___ DOCUMENT EXCERPT

Facts Available—Green Fresh

For the reasons stated below, we have preliminarily applied partial adverse facts available to Green Fresh.

Section 776(a) of the Act provides that, if an interested party withholds information that has been requested by the Department, fails to provide such information in a timely manner or in the form or manner requested (subject to sections 782(c)(1) and 782(e) of the Act), significantly impedes a proceeding under the antidumping statute, or provides information which cannot be verified, the Department shall use, subject to section 782(d) of the Act, facts otherwise available in reaching the applicable determination.

In this review, Green Fresh reported both export price (“EP”) and constructed export price (“CEP”) sales transactions of subject merchandise during the POR. However, Green Fresh failed to provide critical information that the Department must have in order to rely on its CEP sales transactions. Specifically, in the Department's original questionnaire, we requested that Green Fresh provide the financial and sales data for its U.S. affiliates' sales transactions of subject merchandise made during the POR. In response to the Department's questionnaire, Green Fresh did not report any data for its U.S. affiliates. The Department, in its first supplemental questionnaire, requested that this respondent provide sales and audited financial data (i.e., financial statements and U.S. tax returns) for its two U.S. affiliates (i.e., Green Mega and Family Mutual Corporation). Although Green Fresh provided sales price data for its two U.S. affiliates in response to our first supplemental questionnaire, it also stated that it was unable to provide the other requested information at that time because it had requested an extension until December 15, 2004, to file its 2003 Federal tax returns with the U.S. Internal Revenue Service. Further, Green Fresh stated that it would provide audited financial statements and tax returns for both of its U.S. affiliates promptly after issuance. The Department, in its second supplemental questionnaire, instructed Green Fresh that it must provide the finalized financial statements and tax returns for both of its U.S. affiliates when they become available (which in this case was December 16, 2004), and Green Fresh, in response to this questionnaire, stated that it will submit the requested documentation by December 16, 2004. Green Fresh failed to provide the requested financial and tax return data applicable during the POR for its two U.S. affiliates, despite the fact that the Department issued Green Fresh two supplemental questionnaires on this matter (see the Department's July 29 and October 25, 2004, supplemental questionnaires). Moreover, Green Fresh did not include the requested data in its sales and cost reconciliation questionnaire response submitted on January 19, 2005.

______
___ DATASET ENTRIES

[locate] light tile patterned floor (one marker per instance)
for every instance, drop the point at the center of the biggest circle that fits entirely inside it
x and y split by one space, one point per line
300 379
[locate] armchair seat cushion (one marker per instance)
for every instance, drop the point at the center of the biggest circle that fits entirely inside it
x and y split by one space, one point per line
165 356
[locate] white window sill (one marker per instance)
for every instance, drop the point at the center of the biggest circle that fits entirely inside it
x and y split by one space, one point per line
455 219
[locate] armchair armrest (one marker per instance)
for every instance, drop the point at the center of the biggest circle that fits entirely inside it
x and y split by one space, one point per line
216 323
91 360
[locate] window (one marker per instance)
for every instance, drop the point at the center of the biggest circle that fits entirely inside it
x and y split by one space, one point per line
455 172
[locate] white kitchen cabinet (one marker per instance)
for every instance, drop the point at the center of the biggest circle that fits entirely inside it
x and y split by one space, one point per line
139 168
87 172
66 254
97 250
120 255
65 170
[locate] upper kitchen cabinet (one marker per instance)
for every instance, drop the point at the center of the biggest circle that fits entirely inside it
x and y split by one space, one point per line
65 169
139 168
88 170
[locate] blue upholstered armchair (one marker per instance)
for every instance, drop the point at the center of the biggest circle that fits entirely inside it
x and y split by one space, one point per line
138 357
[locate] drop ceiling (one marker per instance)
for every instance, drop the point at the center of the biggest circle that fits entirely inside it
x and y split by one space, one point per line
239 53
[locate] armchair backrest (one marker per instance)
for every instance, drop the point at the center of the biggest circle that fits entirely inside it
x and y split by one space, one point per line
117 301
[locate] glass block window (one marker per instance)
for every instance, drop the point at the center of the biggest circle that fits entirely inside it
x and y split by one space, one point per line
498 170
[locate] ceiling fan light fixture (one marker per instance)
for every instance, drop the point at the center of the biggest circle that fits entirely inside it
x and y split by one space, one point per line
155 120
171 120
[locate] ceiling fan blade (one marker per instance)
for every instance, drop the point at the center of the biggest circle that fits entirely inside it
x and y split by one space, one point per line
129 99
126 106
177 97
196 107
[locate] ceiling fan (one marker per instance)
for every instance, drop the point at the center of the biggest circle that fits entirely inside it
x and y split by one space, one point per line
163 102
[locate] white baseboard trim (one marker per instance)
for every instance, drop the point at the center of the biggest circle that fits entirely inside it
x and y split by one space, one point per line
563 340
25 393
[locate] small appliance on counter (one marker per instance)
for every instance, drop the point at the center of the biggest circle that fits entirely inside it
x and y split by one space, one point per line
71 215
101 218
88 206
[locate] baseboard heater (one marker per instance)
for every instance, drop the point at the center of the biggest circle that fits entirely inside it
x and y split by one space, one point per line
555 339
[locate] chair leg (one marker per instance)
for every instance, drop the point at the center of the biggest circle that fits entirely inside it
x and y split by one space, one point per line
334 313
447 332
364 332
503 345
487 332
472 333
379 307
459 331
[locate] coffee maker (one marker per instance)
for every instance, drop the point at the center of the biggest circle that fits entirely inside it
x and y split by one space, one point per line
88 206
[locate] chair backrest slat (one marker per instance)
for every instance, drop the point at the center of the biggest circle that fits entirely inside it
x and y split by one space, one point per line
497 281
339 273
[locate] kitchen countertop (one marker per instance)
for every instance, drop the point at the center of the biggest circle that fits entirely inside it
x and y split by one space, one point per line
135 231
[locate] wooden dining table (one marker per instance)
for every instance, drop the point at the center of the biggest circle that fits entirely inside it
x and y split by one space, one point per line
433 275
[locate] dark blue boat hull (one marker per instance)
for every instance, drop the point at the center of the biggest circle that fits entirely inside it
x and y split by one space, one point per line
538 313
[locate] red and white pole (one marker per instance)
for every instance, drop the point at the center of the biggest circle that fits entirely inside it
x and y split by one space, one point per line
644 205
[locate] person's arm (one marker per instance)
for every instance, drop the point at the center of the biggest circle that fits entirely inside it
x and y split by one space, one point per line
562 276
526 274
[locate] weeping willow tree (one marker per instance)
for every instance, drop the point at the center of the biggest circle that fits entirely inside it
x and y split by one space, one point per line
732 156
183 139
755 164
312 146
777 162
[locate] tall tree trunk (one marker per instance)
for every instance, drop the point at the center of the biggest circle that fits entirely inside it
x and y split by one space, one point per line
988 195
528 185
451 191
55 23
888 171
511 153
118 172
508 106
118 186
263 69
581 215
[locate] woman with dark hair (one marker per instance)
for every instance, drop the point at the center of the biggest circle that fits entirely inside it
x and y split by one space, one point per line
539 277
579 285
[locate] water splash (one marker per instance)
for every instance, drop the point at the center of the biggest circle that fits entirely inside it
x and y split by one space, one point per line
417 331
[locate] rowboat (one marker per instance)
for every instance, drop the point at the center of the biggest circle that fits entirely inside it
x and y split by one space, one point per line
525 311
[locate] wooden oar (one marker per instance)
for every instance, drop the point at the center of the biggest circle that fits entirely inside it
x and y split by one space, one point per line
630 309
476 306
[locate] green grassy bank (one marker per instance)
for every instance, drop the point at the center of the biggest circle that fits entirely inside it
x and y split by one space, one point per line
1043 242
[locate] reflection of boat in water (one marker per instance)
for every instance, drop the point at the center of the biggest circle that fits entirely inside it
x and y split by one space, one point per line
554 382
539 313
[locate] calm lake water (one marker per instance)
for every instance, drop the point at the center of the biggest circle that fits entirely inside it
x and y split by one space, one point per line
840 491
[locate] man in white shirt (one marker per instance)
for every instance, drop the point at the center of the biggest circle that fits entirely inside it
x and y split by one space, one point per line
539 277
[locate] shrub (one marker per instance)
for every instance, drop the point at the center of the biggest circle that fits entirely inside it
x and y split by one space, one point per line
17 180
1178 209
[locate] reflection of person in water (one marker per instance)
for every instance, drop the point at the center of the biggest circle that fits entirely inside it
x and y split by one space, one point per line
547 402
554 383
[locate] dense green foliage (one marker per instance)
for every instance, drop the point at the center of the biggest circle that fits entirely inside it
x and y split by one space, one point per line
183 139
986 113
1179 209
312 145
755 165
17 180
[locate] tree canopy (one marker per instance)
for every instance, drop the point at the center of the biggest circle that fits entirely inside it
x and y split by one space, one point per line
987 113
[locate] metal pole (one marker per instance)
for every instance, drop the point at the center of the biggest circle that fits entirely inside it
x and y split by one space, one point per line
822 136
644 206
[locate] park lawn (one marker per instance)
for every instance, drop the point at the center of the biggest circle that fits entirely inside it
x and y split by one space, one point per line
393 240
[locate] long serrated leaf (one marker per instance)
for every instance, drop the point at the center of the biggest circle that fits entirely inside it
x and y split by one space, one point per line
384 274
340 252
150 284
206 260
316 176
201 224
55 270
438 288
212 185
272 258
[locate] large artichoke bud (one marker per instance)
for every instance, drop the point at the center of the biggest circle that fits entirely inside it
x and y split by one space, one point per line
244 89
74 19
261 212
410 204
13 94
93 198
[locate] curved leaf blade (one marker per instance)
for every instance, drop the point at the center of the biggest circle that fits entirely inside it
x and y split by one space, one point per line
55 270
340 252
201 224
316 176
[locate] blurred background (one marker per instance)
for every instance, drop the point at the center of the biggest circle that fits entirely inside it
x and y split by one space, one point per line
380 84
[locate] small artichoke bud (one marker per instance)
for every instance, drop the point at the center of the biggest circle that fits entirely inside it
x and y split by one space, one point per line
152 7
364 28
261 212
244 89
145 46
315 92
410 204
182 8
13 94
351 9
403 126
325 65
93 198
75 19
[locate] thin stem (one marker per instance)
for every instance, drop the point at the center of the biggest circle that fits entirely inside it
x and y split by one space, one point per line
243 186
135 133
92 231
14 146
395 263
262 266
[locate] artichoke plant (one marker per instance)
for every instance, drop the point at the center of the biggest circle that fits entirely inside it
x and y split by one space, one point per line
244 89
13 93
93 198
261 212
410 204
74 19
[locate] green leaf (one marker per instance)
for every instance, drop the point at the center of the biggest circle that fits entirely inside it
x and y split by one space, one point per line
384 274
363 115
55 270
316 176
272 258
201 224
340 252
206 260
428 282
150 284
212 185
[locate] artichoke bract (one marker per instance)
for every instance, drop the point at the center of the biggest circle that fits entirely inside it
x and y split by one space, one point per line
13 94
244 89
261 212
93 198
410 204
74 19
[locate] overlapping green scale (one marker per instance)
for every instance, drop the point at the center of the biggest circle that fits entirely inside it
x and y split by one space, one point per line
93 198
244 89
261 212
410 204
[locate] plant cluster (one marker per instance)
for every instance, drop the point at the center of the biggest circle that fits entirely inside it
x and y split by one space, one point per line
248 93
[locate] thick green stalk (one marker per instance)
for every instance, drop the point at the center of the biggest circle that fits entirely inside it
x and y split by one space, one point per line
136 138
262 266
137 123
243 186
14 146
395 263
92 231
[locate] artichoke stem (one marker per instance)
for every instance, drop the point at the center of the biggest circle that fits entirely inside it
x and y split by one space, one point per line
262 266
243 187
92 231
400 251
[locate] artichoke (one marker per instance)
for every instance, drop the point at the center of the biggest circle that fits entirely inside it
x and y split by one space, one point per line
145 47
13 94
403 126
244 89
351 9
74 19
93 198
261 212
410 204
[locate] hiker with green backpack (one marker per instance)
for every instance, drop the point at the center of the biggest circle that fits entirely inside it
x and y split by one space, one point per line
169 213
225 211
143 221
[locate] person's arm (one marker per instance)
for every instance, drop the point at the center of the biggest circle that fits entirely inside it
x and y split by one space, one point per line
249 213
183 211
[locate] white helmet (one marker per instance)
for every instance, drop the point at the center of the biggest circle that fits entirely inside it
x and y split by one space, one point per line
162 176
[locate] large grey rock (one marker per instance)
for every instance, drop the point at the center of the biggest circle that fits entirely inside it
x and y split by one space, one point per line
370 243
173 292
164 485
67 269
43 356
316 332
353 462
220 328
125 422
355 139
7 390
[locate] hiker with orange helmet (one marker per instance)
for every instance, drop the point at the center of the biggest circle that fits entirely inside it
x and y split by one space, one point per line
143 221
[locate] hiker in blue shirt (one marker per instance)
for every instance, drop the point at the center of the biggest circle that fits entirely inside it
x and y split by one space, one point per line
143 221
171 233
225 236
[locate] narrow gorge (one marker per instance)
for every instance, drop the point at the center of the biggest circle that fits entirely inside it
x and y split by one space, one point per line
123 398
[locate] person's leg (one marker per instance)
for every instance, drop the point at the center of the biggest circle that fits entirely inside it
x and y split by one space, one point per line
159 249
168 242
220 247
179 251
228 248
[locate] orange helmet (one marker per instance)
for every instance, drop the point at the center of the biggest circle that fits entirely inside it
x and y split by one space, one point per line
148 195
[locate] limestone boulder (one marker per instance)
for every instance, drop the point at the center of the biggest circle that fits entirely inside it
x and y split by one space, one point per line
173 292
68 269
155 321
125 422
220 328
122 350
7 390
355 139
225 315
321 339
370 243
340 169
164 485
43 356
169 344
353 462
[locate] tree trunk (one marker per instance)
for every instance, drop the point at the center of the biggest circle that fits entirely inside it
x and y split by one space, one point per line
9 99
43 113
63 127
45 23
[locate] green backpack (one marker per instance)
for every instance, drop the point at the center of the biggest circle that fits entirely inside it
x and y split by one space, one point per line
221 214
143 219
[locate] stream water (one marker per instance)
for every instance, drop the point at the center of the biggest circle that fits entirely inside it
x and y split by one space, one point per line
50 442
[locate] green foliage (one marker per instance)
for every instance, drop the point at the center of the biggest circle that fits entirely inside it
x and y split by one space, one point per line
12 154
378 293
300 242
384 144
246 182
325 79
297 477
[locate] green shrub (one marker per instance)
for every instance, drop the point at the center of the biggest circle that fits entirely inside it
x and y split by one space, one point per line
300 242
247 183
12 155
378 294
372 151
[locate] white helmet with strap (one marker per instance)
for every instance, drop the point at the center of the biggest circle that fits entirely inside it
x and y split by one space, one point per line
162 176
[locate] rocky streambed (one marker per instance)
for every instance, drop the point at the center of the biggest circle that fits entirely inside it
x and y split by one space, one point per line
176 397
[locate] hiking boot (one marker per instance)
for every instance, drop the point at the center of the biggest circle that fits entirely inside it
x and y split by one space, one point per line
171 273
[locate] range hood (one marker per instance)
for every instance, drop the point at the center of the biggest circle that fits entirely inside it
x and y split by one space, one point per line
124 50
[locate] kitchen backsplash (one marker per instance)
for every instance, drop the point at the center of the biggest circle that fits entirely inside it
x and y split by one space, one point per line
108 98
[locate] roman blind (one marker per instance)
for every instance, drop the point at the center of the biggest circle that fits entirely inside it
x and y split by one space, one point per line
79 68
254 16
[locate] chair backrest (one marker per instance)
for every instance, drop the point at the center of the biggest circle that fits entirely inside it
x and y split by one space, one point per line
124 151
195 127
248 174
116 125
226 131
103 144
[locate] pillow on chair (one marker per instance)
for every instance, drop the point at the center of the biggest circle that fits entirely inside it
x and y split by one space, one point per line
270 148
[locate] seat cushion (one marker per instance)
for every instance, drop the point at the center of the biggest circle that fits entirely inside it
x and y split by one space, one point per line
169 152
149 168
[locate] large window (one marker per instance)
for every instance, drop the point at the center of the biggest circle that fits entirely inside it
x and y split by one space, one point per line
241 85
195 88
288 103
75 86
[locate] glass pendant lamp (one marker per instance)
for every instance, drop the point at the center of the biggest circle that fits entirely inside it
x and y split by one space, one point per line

______

◆ SET OF TASKS ◆
1. Translate this sentence from the Green Fresh excerpt into Spanish: "However, Green Fresh failed to provide critical information that the Department must have in order to rely on its CEP sales transactions."
2. Return word for word the passage of the Green Fresh excerpt from "Section 776(a) of" to "the applicable determination.".
The rows play no part in this work.

◆ FINAL ANSWERS ◆
1. Sin embargo, Green Fresh no proporcionó información fundamental que el Departamento debe tener para poder basarse en sus transacciones de ventas CEP.

2.
Section 776(a) of the Act provides that, if an interested party withholds information that has been requested by the Department, fails to provide such information in a timely manner or in the form or manner requested (subject to sections 782(c)(1) and 782(e) of the Act), significantly impedes a proceeding under the antidumping statute, or provides information which cannot be verified, the Department shall use, subject to section 782(d) of the Act, facts otherwise available in reaching the applicable determination.